» **YOUR TASK**
The response must consist of the complete listing below, reproduced without alteration.

#####

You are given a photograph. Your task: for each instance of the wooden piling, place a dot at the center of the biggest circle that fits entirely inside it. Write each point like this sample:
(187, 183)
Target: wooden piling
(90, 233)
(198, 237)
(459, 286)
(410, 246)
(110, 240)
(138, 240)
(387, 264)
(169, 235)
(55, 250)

#####

» **RESULT**
You are given a photograph. Your task: for each instance of the wooden piling, place a dot at the center of the biggest circle that fits entirely inside it. Write each point like this sample:
(187, 183)
Target: wooden piling
(90, 233)
(198, 237)
(459, 286)
(410, 246)
(110, 240)
(138, 240)
(387, 264)
(169, 235)
(55, 250)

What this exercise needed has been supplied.